# PAGE EXTRACT
···

1) Rugged with good clearance – this eliminated the (IMO) wannabes like Fleetwood, Jayco, Coleman, Camplite, etc. I’ve read issues on their quality and had serious reservations with them breaking down in the backcountry. Further, even their ‘offroad’ versions were pretty low on clearance.
2) GVWR under 2k – My little Wrangler TJ has the torque to pull a heavy trailer but a Short Wheel Base which severely limits what I can tow to 2k lbs. And the lighter the trailer the better, as the Jeep would have to pull this over some pretty rough ground. This knocked out ones like the Moby1 XTR and the Campa ATT, which are great trailers but too close to the GVWR with their dry weights.

···

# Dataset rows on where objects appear
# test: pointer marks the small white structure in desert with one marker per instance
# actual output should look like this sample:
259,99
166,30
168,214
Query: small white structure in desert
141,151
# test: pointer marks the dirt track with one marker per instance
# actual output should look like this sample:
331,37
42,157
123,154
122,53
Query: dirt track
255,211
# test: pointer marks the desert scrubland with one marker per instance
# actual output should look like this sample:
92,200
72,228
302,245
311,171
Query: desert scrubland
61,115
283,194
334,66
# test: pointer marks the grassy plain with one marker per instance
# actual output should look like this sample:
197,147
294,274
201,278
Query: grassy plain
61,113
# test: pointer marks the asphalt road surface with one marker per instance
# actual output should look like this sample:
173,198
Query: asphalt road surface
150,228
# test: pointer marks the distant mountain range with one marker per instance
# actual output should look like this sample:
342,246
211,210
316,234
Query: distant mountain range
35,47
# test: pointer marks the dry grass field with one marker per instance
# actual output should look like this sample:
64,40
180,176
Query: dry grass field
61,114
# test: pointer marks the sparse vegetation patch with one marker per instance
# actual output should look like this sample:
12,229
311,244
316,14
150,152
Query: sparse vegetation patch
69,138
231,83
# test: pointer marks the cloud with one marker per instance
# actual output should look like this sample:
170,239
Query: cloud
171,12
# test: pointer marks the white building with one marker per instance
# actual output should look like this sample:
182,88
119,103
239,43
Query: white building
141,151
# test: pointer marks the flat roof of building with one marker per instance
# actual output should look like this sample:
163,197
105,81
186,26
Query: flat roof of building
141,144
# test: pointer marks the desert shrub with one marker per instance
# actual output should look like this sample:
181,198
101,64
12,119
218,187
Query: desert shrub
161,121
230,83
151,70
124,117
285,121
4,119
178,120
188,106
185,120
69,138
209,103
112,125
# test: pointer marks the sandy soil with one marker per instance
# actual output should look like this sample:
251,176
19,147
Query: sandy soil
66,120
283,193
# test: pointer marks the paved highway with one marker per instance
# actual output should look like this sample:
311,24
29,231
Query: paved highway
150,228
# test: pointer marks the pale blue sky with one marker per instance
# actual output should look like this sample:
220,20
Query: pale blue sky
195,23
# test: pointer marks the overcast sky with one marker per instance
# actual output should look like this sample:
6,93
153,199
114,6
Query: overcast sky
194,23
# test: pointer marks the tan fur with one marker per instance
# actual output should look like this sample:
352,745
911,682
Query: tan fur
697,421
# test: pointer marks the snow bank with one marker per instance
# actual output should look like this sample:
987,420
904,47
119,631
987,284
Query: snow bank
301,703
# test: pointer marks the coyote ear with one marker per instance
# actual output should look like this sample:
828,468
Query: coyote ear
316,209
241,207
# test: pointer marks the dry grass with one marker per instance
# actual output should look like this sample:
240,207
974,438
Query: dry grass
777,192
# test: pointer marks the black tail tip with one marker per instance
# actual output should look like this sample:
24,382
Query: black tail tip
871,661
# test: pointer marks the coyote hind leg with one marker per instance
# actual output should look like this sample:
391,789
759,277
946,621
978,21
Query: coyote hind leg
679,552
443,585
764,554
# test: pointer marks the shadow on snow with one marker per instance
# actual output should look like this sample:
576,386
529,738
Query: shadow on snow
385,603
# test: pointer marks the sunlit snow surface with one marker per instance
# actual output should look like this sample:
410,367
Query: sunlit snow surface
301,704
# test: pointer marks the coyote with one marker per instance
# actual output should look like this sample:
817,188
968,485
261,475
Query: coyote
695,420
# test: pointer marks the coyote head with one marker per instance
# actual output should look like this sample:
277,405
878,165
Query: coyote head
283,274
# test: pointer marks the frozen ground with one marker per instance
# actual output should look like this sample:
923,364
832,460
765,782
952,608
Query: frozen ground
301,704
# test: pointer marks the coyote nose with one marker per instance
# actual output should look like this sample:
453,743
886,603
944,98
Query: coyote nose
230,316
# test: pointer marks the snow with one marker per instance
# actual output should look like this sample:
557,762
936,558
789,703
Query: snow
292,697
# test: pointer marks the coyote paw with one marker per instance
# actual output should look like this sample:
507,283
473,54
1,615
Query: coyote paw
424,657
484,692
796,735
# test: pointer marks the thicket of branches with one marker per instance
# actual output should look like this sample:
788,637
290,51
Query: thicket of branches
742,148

···

# OBJECTIVES
1 – Please answer these questions about the trailer criteria list:
(a) Which brands did the clearance requirement eliminate?
(b) What vehicle will pull the trailer?
(c) Which two trailers did the weight limit knock out?
2 – Write the next part of the trailer criteria list, picking up after its final sentence.

# SET OF ANSWERS
1 –
(a) Fleetwood, Jayco, Coleman and Camplite
(b) A Wrangler TJ
(c) The Moby1 XTR and the Campa ATT

2 –
3) Wheelbase – From the remaining list I looked at wheelbase – little strange of a consideration right? Maybe… But having done a fair bit of offroading I wanted the trailer tires to ‘follow’ my Jeeps tracks. Where I put my Jeep tires to clear obstacles is where I wanted the trailer tires to follow to clear those same obstacles. If they were wider than the Jeep they had the potential to get ‘caught’ on obstacles outside my wheelbase. If they were substantially narrower it wasn’t only just that similar issue but also one of rollover (narrower wheelbase and high center of gravity). Google it – it happens, even with the top of the line trailers. This knocked out the Jumping Jack (very easy to setup, but low clearance and too wide), and then the Dinoot and Campa Cub (too narrow with a high CoG for my tastes).
4) Ease of setup / access – I wanted something that I could setup quickly in the worst weather, had a place to stand up in, and that my wife wouldn’t fall down some ladder at 3AM going to the bathroom and disturb my beauty sleep. This removed the roof rack options as well as others like the Moby1 XC, Tentrax, Adventure Trailers Horizon and Chaser, the MOPAR option, etc.
5) Customizable – Either by myself or the manufacturer, with options for a fridge / solar panel charging / water supplies / onboard power / etc.
6) Simple in design / ease of maintenance – There are some great trailers from South Africa and Australia, but without dealers in the US or near to it. I wanted it simple so either I could fix it or I had access to a dealer relatively close to the US I could contact.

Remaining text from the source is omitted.